◆ **Compito breve 1**
Nel testo sull'essere e il tempo, riscrivi tutto il passo da "L’Occidente filosofico nasce" fino a "c’è il pindaricidio.", mettendo "divinità" al posto di "dea".

◆ **Testo fornito**

L’Occidente filosofico nasce da una rottura primordiale, quella tra essere e tempo. Parmenide, frammento 8: «L’Essere è ingenerato e imperituro, un intero nel suo insieme, immobile e senza fine. Né una volta era, né sarà, perché è ora insieme tutto quanto, uno, continuo». Se queste sono le parole che l’Eleate mette in bocca alla dea, viene allora rigettata la sapienza originaria riassunta nella frase di Pindaro secondo cui il tempo è padre di tutte le cose. Prima del parmenicidio, c’è il pindaricidio.
Il ragionamento dell’eleate sul tempo è il seguente: quando ci riferiamo al movimento noi utilizziamo nozioni come passato o futuro; queste vengono confrontate alla nozione di presenza, l’unica di cui si è stabilito che sia reale, mentre le altre due no. Pensare al passato e al futuro infatti significa pensare a ciò che non è: se solo l’essere è la presenza, quando pensiamo in senso temporale, cioè al passato e al futuro, noi ci contraddiciamo perché pensiamo l’essere insieme al non essere.
La frattura tra essere e tempo viene confermata dal discepolo Zenone il quale si incarica di mostrare, con una serie di paradossi, che il movimento è pura illusione. La conseguenza è che se non c’è divenire, non c’è tempo: ma il divenire non esiste e quindi il tempo non esiste, tutto è eterno. Dei tre paradossi più celebri (La dicotomia, Achille e la tartaruga, la freccia) esaminiamo l’ultimo. C’è una freccia che vola e che, in ogni punto percorso, è immobile in quanto, ad ogni dato punto, la freccia occupa uno spazio uguale alla sua grandezza. Quando questo accade, cioè in ogni istante, la freccia non può muoversi ed è dunque ferma. Se lo facesse, conclude Zenone, ricoprirebbe uno spazio maggiore e dunque essa non sarebbe più una freccia che occupa uno spazio. Sofisma? Logica spinta alle sue più radicali conclusioni? Come detto, il risultato è comunque la separazione tra essere e tempo: se qualcuno volesse porre l’identificazione dell’essere e del tempo, quel qualcuno finirebbe per porre il nulla nell’essere e l’essere nel nulla.

◆ **Righe di dati**
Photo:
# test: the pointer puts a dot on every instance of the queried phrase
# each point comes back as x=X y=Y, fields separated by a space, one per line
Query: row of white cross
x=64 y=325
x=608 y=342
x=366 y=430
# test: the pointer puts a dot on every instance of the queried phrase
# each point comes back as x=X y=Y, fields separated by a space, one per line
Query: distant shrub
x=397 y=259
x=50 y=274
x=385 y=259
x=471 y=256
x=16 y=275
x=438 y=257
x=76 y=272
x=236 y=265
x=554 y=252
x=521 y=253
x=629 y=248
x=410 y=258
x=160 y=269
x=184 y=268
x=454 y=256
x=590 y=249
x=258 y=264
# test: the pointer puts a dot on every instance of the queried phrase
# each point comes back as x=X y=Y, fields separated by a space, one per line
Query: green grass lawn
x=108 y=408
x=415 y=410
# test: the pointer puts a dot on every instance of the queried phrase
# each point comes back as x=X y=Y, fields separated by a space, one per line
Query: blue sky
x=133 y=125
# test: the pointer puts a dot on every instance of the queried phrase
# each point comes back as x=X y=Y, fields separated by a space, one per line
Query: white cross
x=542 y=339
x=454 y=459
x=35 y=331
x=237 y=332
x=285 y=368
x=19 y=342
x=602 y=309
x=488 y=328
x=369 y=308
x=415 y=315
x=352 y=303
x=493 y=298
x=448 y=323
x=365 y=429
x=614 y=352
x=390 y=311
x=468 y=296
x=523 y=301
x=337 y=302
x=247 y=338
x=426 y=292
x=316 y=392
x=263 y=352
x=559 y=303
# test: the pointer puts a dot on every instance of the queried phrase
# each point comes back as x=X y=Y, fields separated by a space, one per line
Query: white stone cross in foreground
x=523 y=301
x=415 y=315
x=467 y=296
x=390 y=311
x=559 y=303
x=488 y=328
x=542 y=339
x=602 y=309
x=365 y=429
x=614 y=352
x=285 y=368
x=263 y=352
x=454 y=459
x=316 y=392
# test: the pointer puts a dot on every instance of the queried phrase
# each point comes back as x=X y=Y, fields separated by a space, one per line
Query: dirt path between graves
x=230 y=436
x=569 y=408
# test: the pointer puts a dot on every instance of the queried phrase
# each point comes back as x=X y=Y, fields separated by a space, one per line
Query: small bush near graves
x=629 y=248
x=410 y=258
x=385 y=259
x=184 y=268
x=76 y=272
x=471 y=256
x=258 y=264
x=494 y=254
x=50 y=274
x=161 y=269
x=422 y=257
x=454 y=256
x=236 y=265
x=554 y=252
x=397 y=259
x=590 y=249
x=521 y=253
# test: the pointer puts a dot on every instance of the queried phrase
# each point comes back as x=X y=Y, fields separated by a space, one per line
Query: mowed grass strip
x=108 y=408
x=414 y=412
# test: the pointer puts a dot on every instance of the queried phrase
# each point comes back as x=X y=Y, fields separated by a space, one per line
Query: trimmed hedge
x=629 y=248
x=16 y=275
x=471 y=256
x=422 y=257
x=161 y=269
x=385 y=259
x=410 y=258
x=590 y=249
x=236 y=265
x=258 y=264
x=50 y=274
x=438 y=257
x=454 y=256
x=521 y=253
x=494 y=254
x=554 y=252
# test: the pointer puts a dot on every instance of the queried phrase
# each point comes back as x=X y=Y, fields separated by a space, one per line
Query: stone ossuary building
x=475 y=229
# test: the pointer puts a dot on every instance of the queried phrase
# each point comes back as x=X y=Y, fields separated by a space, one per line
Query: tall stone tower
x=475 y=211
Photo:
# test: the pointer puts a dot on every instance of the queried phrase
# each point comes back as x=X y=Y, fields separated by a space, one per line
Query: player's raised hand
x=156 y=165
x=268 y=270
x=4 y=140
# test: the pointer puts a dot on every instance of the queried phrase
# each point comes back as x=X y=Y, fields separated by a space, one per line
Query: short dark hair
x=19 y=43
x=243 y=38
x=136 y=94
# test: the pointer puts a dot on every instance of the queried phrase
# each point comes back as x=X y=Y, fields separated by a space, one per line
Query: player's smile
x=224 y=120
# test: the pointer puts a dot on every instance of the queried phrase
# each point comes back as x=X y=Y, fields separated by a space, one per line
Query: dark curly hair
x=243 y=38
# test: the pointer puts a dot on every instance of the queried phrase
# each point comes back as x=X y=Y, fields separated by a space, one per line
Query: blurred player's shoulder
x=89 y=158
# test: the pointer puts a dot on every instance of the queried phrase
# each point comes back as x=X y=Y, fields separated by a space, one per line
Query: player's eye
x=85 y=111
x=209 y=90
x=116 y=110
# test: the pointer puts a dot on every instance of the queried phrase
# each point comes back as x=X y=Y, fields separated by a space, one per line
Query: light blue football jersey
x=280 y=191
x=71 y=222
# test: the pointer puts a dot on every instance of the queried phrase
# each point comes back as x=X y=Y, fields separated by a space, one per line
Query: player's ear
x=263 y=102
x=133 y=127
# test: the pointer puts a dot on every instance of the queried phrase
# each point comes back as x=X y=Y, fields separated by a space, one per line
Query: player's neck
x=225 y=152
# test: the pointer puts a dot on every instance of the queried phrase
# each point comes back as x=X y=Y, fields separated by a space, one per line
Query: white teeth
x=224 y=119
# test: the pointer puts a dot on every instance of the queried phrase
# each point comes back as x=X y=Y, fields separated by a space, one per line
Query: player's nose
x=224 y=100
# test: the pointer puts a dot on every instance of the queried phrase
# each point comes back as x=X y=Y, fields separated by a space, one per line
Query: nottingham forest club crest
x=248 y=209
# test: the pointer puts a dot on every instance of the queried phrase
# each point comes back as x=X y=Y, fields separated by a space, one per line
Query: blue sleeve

◆ **Compito breve 2**
Trasforma in un CSV a due colonne, "richiesta" e "risposta", le voci che vanno dall'inizio fino alla riga con "x=415 y=410", questa compresa. Metti una riga per voce e ciascun campo tra virgolette, con gli a capo sostituiti da spazi.

◆ **Risposta scritta 1**
L’Occidente filosofico nasce da una rottura primordiale, quella tra essere e tempo. Parmenide, frammento 8: «L’Essere è ingenerato e imperituro, un intero nel suo insieme, immobile e senza fine. Né una volta era, né sarà, perché è ora insieme tutto quanto, uno, continuo». Se queste sono le parole che l’Eleate mette in bocca alla divinità, viene allora rigettata la sapienza originaria riassunta nella frase di Pindaro secondo cui il tempo è padre di tutte le cose. Prima del parmenicidio, c’è il pindaricidio.

◆ **Risposta scritta 2**
richiesta,risposta
"Photo: # test: the pointer puts a dot on every instance of the queried phrase # each point comes back as x=X y=Y, fields separated by a space, one per line Query: row of white cross","x=64 y=325 x=608 y=342 x=366 y=430"
"# test: the pointer puts a dot on every instance of the queried phrase # each point comes back as x=X y=Y, fields separated by a space, one per line Query: distant shrub","x=397 y=259 x=50 y=274 x=385 y=259 x=471 y=256 x=16 y=275 x=438 y=257 x=76 y=272 x=236 y=265 x=554 y=252 x=521 y=253 x=629 y=248 x=410 y=258 x=160 y=269 x=184 y=268 x=454 y=256 x=590 y=249 x=258 y=264"
"# test: the pointer puts a dot on every instance of the queried phrase # each point comes back as x=X y=Y, fields separated by a space, one per line Query: green grass lawn","x=108 y=408 x=415 y=410"